REQUIRED WORK:
a - Answer these questions using the passage on eternal life:
(i) How long did Himmler predict the Third Reich would last?
(ii) What question is asked humbly after the boast about trillions of years?
(iii) What are lavish promises compared to in the first sentence?
b - Translate this sentence from the passage on eternal life into Spanish: "He combines the ideas of trillions of years and of sound investment."
c - From the passage on eternal life, repeat the part that opens with the words containing "As soon as his" and closes with "transform his listener.".
━━ TEXT BLOCK
As soon as his promises are utterly beyond realization within existing society and, hence, are free from any rational control, they become lavish like the day-dreams of the child into whom he wants to transform his listener.

 

Eternal life means that you and I and every man and woman that accepts the Son of the living God is going on, tens of thousands of years, ten million years, ten billion years, ten trillion years, and you can multiply each of these by ten. It means the ages of the ages. Isn't it worthwhile?21

 

It should be noted that Himmler, in a famous speech, predicted that the Third Reich would last from 20,000 to 30,000 years. To boast about trillions of years of life and then to ask humbly »isn't it worthwhile?« is the most perfect expression of the idea of the »great little man« that Thomas wishes to convey. He combines the ideas of trillions of years and of sound investment. He disposes of eternity and is a reliable broker.
━━━━
━━ EXCERPTED DATA
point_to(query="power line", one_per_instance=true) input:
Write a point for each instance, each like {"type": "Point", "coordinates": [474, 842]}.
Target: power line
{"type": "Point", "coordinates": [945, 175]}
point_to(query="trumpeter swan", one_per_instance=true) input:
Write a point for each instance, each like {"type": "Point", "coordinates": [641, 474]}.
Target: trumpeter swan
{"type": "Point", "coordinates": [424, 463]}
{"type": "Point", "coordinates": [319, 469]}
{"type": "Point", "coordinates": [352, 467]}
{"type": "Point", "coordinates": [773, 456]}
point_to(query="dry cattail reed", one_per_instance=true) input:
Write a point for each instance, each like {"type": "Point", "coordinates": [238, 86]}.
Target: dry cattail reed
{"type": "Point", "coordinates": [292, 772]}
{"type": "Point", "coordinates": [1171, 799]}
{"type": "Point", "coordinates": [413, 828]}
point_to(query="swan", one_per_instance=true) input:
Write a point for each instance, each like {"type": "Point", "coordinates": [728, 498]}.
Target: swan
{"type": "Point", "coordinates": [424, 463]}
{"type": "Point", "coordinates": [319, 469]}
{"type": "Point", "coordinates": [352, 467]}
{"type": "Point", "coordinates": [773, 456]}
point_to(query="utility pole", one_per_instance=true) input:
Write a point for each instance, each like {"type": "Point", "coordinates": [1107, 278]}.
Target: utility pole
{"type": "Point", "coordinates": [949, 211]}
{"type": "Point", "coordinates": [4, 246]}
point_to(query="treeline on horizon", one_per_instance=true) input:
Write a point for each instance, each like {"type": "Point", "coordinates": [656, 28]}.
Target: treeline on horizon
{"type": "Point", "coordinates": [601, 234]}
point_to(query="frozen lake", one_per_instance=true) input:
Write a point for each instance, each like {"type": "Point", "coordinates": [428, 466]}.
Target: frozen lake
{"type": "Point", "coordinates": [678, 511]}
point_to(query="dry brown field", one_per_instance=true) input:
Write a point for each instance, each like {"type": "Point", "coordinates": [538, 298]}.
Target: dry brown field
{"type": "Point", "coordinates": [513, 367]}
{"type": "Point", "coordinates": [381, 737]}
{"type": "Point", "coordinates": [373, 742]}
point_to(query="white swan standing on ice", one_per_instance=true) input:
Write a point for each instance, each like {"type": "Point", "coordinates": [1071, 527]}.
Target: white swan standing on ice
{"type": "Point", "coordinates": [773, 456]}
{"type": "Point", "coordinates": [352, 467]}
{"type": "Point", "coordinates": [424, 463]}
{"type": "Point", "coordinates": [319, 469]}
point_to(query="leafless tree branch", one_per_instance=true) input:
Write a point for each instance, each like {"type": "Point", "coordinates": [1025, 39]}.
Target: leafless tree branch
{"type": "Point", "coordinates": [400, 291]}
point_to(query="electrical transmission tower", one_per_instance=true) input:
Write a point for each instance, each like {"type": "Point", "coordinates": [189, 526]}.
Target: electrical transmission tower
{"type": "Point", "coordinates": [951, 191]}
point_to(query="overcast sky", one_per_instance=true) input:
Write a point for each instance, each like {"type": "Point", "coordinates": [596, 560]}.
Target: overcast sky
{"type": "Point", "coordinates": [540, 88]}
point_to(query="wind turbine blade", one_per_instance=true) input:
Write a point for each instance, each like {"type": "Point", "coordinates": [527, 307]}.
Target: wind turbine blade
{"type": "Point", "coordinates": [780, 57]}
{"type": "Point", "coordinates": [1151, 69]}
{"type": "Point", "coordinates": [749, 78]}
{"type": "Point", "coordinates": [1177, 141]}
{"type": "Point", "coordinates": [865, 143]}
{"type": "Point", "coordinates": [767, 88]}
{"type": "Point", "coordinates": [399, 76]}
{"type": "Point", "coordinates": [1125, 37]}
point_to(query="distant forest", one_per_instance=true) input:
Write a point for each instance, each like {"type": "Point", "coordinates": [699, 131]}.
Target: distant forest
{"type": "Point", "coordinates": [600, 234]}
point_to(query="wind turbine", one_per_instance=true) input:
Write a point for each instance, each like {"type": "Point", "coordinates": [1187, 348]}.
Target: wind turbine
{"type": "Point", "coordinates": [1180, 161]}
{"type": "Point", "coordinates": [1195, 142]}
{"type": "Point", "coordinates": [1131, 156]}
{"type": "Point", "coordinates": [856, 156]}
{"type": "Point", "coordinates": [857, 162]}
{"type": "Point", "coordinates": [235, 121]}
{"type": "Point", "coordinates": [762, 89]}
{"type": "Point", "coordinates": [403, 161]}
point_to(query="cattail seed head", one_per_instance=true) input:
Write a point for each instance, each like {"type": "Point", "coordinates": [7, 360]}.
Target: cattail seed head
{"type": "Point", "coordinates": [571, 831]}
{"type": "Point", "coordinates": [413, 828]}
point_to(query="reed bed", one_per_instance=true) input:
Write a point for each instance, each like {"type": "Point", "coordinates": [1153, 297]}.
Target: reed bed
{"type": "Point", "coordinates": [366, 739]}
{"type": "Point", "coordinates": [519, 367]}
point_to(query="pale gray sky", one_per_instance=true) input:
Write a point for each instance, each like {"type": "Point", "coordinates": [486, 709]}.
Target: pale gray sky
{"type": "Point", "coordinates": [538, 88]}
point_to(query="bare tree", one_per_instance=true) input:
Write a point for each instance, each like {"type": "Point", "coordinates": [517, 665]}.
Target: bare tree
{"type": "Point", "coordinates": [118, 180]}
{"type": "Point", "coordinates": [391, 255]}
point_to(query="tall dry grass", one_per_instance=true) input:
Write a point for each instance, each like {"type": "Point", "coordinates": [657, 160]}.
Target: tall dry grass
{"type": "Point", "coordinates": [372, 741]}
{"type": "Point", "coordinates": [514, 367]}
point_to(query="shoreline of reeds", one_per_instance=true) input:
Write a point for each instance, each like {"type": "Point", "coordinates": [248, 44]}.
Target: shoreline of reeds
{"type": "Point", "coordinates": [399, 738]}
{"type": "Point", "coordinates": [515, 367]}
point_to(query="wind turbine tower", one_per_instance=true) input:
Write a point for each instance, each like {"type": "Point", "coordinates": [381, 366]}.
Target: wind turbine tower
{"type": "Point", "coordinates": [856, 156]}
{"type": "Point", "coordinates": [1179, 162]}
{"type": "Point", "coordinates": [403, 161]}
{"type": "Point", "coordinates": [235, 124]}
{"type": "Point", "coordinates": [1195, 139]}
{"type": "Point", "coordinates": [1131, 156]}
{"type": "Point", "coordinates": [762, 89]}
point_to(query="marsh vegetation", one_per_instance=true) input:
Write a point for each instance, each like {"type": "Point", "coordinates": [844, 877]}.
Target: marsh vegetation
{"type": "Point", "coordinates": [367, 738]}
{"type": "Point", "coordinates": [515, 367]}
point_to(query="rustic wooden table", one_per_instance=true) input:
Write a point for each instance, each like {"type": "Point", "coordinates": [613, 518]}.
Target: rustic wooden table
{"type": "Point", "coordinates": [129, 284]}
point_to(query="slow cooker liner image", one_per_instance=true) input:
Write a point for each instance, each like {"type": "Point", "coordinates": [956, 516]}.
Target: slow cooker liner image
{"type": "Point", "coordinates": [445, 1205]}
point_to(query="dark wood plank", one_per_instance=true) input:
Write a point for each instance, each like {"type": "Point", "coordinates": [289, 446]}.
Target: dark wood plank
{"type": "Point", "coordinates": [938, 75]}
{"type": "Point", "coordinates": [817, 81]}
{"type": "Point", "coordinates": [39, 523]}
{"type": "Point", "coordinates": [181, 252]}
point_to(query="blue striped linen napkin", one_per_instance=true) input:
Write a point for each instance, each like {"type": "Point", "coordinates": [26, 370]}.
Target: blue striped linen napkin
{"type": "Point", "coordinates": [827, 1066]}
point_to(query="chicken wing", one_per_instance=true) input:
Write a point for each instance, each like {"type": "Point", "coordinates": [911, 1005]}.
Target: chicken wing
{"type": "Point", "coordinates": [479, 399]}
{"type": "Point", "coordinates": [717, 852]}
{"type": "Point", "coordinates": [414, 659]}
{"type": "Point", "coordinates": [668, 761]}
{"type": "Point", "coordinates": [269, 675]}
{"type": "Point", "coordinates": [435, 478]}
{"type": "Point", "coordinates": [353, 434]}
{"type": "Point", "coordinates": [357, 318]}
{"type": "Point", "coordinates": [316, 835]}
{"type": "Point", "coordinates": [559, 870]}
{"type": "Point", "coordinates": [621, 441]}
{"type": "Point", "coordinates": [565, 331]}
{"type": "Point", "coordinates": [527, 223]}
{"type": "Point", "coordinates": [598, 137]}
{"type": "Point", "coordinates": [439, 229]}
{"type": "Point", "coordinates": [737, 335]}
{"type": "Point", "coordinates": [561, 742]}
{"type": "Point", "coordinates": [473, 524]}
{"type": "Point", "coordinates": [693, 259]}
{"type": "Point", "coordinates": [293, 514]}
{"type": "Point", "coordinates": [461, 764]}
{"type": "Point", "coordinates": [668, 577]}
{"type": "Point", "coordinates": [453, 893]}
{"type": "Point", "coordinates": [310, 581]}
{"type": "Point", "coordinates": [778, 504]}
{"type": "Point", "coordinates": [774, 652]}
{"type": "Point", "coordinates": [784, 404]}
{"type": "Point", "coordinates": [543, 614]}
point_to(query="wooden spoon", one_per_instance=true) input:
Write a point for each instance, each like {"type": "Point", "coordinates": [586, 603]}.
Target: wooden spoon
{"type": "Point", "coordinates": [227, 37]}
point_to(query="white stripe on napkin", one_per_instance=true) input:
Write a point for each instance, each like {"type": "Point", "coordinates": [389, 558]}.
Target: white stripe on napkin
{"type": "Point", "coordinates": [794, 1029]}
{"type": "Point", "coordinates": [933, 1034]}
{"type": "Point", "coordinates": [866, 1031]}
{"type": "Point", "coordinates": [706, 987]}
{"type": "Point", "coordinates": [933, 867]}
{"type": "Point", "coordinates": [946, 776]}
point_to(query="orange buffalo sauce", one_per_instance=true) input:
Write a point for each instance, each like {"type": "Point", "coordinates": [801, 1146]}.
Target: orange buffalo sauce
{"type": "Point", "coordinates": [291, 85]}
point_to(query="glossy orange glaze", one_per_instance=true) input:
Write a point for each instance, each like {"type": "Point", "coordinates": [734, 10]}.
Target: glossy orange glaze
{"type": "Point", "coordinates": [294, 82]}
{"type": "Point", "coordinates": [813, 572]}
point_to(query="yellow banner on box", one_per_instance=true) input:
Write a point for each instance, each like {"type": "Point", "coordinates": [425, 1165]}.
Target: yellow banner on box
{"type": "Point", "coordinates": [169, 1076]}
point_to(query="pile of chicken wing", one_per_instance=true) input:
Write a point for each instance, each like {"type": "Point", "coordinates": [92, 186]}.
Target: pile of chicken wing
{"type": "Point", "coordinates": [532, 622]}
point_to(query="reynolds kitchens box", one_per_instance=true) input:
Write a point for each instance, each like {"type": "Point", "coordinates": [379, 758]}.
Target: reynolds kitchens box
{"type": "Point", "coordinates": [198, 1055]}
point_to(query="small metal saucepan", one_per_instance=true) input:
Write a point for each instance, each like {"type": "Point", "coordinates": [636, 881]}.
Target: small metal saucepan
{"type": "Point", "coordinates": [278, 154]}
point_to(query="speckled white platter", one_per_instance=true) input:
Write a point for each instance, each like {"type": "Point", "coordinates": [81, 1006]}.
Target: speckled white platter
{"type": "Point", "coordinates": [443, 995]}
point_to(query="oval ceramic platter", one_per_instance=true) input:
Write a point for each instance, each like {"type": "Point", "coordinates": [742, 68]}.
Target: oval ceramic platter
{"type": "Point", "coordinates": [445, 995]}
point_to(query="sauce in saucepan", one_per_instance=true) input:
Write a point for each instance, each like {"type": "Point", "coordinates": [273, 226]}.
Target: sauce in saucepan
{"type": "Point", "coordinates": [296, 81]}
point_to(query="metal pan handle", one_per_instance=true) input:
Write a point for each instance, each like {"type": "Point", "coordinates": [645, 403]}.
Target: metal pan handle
━━━━
SOLUTIONS TO EACH TASK:
a -
(i) From 20,000 to 30,000 years.
(ii) "Isn't it worthwhile?"
(iii) The day-dreams of the child into whom he wants to transform his listener.

b - Combina las ideas de billones de años y de una inversión sólida.

c -
As soon as his promises are utterly beyond realization within existing society and, hence, are free from any rational control, they become lavish like the day-dreams of the child into whom he wants to transform his listener.